=== DIRECTIONS FOR THIS TASK ===
In the entries that follow, find the line containing "Query: football cleat"; from there, copy every line exactly through the line containing "In this picture, where can the knee".

═══ DATA SHOWN ═══

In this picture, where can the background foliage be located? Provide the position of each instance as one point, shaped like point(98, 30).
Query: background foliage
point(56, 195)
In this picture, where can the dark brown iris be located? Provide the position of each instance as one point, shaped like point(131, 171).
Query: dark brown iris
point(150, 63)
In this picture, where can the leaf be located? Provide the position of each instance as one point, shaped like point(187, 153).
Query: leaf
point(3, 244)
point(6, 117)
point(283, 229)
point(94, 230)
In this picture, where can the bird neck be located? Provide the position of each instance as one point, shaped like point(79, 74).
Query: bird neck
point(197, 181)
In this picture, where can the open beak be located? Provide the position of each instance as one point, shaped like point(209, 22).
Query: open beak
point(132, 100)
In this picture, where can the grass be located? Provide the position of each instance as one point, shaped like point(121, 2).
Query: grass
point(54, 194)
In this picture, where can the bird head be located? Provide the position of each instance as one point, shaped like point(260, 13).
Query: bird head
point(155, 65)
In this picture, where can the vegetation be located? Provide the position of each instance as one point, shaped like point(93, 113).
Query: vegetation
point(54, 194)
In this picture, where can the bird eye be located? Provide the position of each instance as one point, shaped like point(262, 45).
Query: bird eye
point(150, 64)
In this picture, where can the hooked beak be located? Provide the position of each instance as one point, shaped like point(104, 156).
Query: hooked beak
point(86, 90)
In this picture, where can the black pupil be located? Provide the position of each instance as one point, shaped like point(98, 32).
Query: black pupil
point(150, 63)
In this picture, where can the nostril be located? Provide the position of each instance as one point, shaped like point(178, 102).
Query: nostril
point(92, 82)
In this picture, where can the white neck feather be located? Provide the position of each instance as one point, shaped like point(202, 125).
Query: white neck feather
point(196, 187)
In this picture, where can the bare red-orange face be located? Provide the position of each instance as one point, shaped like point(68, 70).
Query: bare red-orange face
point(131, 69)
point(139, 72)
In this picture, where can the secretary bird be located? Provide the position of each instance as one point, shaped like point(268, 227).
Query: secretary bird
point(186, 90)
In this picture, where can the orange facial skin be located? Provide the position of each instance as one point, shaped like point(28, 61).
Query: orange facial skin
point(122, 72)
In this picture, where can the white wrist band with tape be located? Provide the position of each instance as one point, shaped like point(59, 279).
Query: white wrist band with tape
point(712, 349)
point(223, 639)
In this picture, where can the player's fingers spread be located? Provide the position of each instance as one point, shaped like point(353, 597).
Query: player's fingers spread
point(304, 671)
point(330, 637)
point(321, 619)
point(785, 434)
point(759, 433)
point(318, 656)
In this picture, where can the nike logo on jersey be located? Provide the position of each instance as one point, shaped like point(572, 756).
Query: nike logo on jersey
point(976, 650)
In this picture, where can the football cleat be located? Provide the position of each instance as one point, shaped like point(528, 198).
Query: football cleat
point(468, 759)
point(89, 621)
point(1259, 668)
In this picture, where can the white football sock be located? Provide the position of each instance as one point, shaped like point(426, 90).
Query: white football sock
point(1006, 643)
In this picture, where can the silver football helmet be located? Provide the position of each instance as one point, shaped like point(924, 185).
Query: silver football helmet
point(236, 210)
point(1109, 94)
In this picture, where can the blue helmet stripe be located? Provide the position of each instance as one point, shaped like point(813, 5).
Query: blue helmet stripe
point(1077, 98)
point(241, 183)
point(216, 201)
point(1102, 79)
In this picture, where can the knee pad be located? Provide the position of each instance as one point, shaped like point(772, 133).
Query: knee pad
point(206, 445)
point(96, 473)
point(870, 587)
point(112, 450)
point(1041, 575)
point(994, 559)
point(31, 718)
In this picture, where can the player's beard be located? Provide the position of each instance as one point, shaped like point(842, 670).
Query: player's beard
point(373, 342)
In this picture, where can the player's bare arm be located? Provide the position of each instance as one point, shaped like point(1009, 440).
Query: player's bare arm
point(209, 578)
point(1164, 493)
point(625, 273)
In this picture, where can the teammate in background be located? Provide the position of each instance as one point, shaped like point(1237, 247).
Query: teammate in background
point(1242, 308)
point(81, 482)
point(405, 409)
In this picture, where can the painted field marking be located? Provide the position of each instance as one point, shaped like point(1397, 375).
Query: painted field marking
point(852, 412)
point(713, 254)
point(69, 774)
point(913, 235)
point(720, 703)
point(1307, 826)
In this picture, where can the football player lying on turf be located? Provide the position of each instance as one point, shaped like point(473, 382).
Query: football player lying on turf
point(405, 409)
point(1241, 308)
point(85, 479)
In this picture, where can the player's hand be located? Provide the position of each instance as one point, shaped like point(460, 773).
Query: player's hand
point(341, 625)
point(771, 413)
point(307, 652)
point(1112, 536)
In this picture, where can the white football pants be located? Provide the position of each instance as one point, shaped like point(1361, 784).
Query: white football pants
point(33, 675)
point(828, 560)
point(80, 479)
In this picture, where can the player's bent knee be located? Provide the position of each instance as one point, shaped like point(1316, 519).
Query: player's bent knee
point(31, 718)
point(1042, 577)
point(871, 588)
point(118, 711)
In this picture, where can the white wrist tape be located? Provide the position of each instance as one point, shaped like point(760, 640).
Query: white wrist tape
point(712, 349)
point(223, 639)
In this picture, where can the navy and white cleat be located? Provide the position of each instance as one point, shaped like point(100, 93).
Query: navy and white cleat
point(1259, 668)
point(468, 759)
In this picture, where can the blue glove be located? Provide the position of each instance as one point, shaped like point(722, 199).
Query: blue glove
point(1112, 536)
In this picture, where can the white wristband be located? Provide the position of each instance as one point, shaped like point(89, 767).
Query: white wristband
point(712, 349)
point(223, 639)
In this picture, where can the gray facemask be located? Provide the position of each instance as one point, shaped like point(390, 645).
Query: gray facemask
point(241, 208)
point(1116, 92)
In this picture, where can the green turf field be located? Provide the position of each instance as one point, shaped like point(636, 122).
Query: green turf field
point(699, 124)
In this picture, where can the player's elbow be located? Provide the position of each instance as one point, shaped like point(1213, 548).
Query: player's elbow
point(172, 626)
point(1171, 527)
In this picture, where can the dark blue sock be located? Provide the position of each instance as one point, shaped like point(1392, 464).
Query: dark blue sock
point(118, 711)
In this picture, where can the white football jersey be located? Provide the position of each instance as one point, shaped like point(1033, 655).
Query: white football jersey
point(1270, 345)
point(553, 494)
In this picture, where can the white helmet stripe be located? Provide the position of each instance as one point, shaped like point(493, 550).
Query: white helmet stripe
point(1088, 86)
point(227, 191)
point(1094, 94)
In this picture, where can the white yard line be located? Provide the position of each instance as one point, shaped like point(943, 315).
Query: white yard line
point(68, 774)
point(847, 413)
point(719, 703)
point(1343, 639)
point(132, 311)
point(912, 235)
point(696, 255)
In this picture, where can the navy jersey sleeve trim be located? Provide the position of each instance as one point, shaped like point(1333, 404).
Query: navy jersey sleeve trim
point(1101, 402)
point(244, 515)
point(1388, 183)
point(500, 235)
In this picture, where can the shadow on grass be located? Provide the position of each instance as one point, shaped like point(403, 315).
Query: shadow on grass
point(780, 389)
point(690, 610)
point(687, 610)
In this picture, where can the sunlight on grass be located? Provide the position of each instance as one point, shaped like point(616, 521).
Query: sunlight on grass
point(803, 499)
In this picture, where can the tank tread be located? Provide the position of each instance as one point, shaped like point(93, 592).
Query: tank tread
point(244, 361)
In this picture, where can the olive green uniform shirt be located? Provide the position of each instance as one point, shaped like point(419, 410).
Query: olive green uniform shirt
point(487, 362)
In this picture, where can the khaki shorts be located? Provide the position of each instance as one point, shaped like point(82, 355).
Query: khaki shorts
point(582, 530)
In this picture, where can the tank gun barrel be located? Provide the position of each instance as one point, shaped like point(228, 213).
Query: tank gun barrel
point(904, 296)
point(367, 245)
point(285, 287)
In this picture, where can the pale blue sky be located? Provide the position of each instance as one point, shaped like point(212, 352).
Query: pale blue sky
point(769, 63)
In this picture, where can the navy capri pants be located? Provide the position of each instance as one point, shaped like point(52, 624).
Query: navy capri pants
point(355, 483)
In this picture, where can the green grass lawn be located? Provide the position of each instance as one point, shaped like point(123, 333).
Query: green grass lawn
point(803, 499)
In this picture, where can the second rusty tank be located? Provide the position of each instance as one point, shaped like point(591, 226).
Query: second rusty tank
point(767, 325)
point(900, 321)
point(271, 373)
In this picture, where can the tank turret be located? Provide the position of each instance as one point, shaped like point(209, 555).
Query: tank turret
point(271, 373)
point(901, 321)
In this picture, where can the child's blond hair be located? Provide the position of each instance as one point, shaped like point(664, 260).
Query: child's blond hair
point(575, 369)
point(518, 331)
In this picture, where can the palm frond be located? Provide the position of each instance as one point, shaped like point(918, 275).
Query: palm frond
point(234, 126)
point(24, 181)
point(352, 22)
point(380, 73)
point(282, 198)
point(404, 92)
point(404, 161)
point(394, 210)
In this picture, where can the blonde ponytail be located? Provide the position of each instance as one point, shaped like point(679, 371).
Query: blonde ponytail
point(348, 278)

═══

=== RESULT OF THE TASK ===
Query: football cleat
point(468, 759)
point(89, 621)
point(1259, 668)
In this picture, where can the white football sock be located? Provide the position of each instance as one point, shaped like point(426, 90).
Query: white football sock
point(1006, 643)
In this picture, where can the silver football helmet be located? Provide the position of each instance as one point, shaped like point(924, 185).
Query: silver football helmet
point(236, 210)
point(1109, 94)
In this picture, where can the blue helmet stripe be located? Provide the position of each instance as one point, shaped like point(813, 5).
Query: blue helmet stripe
point(1077, 98)
point(241, 183)
point(216, 201)
point(1102, 79)
In this picture, where can the knee pad be located? Provide the position of each instance as one point, shaped like point(772, 133).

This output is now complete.